(Records from a collection)
*** Block opens ***

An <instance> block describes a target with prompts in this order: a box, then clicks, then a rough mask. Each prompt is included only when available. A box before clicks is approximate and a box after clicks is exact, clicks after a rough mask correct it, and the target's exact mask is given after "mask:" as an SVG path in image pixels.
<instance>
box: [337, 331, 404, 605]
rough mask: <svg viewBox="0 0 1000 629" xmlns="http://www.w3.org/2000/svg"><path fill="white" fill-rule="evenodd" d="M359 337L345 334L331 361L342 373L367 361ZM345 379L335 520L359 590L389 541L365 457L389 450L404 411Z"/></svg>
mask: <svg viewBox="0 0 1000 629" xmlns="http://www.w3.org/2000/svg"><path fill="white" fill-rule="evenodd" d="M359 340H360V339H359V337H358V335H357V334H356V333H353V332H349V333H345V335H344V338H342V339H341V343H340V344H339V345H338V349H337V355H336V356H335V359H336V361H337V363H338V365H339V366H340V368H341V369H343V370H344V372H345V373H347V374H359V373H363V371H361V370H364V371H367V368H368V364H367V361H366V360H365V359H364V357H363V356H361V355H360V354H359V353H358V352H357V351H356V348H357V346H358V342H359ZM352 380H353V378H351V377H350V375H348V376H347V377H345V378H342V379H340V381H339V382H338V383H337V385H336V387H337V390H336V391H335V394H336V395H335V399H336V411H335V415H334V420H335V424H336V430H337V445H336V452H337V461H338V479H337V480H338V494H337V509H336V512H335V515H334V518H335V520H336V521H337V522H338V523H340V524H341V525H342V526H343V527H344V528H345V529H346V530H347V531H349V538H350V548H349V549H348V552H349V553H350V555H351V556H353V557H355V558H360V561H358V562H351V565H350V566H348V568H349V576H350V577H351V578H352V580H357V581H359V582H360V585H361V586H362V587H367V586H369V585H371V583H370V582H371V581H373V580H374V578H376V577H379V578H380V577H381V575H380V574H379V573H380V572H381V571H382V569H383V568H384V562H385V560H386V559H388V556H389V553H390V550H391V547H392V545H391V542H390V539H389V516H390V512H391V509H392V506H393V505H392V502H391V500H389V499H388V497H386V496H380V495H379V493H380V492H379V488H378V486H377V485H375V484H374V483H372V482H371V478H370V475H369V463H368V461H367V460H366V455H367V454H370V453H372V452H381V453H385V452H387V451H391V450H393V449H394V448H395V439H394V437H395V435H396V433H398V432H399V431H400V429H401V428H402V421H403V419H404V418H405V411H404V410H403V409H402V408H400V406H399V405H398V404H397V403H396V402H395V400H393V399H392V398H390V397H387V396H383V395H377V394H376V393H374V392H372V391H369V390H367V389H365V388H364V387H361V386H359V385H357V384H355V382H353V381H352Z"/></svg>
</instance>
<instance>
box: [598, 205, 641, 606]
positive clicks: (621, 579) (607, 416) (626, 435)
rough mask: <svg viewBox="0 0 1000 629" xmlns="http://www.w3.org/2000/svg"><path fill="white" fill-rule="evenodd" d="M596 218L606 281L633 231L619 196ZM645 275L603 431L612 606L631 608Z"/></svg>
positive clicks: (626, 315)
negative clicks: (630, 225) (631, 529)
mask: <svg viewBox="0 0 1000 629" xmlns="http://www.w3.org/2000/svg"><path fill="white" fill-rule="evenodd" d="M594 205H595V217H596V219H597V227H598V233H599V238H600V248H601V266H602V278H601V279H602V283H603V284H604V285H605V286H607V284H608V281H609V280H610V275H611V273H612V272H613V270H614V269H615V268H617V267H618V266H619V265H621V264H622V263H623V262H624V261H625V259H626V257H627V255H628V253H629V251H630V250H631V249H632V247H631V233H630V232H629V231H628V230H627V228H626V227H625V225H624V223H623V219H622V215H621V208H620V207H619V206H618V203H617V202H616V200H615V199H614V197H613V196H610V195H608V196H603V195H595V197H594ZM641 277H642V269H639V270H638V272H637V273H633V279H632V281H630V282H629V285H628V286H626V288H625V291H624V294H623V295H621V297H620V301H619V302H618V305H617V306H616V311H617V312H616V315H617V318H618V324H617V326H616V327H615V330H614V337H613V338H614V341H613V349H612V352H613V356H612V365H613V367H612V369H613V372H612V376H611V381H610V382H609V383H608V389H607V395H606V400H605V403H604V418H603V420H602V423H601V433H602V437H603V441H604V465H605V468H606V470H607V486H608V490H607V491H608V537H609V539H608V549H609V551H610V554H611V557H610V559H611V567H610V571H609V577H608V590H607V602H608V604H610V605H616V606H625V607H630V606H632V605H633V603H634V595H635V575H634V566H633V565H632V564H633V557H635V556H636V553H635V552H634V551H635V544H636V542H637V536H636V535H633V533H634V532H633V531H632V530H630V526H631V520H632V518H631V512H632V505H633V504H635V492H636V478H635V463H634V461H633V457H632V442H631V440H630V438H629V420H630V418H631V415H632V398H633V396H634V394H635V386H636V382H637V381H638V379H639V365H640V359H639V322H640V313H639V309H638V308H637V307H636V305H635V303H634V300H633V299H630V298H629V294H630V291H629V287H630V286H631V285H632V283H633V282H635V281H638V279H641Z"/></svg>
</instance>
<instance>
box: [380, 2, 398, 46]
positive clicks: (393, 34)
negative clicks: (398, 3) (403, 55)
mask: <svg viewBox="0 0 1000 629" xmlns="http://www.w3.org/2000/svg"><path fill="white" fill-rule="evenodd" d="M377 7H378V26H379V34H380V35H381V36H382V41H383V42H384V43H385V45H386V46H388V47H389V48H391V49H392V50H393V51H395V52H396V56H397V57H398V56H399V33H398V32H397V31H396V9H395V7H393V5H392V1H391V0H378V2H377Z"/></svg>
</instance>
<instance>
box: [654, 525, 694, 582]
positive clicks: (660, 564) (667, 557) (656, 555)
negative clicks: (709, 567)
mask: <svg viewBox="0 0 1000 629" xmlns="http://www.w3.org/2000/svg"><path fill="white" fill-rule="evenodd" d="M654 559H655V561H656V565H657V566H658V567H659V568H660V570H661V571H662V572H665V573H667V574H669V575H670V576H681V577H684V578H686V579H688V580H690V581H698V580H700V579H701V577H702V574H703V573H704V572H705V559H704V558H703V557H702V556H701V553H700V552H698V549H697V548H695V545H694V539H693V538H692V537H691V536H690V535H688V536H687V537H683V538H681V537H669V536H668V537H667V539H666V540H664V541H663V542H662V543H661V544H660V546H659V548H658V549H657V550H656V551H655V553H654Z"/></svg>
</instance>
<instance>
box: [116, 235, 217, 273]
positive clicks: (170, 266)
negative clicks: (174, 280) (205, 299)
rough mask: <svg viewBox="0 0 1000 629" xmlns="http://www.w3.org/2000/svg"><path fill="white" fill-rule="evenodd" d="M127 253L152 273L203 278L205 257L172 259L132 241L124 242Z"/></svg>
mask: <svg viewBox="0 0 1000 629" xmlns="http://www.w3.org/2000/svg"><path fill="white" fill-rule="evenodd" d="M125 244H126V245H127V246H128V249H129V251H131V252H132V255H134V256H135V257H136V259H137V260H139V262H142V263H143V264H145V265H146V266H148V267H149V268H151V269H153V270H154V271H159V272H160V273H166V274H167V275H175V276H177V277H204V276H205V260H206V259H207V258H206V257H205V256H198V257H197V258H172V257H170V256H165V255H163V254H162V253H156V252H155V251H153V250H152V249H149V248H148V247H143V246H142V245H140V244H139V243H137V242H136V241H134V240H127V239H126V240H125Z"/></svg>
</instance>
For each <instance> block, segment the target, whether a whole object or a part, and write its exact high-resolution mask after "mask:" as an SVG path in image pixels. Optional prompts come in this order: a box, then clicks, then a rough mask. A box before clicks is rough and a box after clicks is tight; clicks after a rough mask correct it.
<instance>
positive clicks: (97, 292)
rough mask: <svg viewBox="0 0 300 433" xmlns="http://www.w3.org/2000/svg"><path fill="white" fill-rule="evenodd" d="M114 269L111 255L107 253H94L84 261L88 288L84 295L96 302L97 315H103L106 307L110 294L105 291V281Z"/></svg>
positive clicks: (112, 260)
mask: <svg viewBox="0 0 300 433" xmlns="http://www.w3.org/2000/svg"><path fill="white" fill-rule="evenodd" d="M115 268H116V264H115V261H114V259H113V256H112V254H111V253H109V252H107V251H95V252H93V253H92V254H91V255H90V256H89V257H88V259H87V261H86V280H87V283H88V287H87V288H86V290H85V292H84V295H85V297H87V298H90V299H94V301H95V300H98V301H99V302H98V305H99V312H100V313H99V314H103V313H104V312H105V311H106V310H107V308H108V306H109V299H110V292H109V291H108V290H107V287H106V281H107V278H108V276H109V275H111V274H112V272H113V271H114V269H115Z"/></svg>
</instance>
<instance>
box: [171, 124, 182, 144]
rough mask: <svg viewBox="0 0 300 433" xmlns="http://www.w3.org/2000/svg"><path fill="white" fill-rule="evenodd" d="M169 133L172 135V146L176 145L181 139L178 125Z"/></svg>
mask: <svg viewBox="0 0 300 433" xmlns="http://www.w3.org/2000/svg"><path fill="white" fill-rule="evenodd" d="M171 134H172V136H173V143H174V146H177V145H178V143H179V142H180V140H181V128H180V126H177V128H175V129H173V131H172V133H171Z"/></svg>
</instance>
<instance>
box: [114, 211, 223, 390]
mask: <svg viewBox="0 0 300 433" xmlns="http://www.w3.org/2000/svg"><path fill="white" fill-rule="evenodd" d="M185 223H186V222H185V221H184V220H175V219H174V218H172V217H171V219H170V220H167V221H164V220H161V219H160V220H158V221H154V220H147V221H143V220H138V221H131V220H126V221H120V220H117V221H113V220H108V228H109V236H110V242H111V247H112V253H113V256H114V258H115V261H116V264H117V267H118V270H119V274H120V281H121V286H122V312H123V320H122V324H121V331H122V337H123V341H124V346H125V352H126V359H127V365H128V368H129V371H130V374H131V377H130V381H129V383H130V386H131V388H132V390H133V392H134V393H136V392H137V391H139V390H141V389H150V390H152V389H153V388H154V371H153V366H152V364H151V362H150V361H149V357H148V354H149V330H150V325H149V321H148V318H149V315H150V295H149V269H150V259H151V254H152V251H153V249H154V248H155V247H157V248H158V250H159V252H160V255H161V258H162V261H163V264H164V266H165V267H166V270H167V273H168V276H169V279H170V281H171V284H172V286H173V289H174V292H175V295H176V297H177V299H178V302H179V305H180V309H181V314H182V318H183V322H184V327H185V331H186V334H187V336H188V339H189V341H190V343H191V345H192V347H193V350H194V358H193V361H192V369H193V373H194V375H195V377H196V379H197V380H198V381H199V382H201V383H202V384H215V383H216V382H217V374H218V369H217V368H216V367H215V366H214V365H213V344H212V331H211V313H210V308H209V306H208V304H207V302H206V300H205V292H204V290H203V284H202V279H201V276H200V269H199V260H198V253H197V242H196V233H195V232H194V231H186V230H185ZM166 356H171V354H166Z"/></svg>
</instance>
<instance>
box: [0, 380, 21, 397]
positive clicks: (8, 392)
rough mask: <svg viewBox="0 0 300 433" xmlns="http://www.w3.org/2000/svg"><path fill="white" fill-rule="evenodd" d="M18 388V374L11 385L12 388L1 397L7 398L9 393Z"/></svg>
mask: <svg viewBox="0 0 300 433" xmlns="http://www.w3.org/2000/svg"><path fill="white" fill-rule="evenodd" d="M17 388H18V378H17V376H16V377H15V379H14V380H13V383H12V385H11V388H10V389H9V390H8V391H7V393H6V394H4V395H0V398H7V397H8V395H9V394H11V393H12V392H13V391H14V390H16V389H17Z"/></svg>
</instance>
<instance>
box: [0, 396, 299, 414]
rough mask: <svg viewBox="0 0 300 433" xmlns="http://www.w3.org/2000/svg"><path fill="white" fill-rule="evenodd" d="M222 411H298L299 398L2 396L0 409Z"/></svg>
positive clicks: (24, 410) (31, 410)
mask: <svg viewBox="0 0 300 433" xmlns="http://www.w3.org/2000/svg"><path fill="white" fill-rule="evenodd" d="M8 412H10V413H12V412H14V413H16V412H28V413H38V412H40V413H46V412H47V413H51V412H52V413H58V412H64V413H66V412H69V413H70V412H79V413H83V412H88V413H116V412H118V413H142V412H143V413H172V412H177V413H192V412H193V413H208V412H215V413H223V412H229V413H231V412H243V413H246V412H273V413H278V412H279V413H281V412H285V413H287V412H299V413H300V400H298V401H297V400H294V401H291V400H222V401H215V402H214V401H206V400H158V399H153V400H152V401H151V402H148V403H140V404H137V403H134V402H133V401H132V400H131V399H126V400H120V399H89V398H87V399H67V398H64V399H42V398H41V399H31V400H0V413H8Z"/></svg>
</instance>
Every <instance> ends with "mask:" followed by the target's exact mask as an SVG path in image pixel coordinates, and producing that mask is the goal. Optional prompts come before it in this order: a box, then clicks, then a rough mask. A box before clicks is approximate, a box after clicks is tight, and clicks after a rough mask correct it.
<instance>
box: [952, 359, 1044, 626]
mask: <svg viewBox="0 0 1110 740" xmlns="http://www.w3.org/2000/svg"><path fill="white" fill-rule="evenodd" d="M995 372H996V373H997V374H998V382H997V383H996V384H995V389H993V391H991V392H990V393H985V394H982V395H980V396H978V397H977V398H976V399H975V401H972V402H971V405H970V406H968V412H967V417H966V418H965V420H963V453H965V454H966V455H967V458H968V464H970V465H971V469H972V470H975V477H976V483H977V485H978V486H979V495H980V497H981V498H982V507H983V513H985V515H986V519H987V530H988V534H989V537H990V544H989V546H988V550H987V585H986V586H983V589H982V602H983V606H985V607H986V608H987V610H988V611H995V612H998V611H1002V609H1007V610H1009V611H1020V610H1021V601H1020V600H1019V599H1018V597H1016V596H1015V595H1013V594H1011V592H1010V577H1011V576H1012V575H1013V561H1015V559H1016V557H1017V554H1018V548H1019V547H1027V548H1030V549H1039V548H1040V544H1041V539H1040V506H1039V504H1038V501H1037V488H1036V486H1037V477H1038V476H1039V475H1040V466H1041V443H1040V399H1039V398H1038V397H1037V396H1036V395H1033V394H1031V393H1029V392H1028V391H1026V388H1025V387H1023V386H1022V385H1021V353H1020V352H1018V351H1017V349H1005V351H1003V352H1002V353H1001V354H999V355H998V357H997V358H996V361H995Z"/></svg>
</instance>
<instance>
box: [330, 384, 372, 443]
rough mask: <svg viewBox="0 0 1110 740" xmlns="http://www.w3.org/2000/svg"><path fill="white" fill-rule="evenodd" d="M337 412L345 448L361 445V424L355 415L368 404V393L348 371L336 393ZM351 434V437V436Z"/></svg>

*** Block closes ***

* YOUR GOAL
Nothing but the lines from the one with "box: [330, 384, 372, 443]" through the final line of the data belongs in the answer, and they must match exactly.

* RESULT OF THIS EXERCISE
box: [330, 384, 372, 443]
rough mask: <svg viewBox="0 0 1110 740" xmlns="http://www.w3.org/2000/svg"><path fill="white" fill-rule="evenodd" d="M337 412L345 448L361 445V424L355 415L368 404V393L348 371L336 393ZM351 434V437V436Z"/></svg>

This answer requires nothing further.